### Task requirements
Reproduce word for word every line of the entries below, from the line containing "the lamp base" through the final line, and nothing else.

Content starts

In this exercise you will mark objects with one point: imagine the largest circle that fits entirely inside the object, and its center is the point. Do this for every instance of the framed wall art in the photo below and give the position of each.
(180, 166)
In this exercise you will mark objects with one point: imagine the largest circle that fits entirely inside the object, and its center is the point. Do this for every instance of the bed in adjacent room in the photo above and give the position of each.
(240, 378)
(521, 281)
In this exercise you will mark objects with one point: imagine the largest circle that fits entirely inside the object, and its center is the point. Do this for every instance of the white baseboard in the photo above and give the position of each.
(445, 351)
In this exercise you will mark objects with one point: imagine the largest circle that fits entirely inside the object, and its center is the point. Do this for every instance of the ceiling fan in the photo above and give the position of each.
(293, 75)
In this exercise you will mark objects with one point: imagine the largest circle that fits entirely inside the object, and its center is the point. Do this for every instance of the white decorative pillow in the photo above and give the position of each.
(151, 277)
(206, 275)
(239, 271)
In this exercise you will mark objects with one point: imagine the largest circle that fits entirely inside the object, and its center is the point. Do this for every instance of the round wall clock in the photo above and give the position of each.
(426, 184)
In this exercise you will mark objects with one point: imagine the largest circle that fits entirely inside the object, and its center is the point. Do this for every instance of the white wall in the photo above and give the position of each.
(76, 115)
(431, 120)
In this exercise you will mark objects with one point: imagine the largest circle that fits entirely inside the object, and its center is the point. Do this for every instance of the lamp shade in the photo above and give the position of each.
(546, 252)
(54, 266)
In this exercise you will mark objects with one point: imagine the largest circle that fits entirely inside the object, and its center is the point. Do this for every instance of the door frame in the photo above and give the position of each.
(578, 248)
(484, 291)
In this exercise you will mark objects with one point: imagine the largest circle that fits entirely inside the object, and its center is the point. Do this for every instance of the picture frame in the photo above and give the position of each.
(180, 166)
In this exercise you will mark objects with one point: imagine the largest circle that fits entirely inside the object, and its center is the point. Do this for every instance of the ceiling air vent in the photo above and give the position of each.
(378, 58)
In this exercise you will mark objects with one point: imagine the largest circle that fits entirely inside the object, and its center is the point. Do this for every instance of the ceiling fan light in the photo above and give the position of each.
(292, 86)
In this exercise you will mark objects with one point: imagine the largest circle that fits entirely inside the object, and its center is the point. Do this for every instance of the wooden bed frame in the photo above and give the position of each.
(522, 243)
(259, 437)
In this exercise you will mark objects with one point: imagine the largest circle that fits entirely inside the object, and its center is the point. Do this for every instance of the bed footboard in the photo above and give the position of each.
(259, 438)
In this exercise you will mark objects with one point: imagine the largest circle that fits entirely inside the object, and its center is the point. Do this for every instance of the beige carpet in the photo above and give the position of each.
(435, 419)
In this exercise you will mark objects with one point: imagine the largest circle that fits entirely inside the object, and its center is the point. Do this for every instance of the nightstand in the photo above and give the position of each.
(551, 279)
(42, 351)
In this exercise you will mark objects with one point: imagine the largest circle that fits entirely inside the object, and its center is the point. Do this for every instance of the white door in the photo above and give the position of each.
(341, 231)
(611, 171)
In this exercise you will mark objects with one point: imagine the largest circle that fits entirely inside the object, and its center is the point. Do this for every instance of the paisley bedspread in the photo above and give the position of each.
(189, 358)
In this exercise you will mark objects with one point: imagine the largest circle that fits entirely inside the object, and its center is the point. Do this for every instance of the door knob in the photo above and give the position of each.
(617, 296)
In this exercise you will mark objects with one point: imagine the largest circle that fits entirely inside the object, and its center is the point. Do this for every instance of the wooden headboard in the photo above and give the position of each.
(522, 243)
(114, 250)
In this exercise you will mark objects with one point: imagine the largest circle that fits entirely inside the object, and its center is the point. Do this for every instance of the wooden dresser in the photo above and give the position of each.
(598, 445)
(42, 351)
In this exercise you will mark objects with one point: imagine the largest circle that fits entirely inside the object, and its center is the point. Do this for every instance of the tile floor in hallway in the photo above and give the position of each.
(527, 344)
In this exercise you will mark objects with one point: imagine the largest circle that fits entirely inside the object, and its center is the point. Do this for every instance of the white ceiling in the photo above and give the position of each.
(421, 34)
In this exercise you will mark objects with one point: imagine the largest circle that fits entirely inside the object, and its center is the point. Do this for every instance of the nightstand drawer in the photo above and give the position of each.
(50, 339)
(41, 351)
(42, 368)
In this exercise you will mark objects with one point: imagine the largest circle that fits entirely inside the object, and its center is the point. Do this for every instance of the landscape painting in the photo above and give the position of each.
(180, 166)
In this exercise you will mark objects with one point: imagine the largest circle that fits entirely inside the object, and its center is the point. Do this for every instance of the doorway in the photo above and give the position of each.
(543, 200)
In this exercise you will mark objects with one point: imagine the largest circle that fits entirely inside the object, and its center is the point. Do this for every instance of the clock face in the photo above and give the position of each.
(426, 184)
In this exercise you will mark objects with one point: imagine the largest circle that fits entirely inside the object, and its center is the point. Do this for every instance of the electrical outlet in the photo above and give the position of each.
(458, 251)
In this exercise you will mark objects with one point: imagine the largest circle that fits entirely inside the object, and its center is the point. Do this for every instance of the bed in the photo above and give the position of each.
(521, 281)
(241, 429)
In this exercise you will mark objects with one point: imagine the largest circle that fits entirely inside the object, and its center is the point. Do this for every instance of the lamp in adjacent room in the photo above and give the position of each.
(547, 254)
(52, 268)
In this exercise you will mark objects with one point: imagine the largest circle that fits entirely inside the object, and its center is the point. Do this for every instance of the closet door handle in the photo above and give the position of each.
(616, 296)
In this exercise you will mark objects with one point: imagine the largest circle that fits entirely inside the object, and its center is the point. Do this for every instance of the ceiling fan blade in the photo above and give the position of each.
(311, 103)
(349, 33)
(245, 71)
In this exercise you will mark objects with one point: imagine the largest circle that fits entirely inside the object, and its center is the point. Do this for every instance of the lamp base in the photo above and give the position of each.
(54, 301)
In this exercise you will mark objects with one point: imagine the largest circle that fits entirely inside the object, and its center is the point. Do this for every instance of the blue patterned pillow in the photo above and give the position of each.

Content ends

### Result
In this exercise you will mark objects with one point: imagine the largest circle that fits entirely inside the object, and its center is the point. Do this for every instance of the lamp base in the photo above and give the position of each.
(54, 301)
In this exercise you will mark objects with one point: imagine the largest circle that fits entirely inside the object, and its center is the point. Do this for every instance of the blue patterned pillow in the photo above and give the position of each.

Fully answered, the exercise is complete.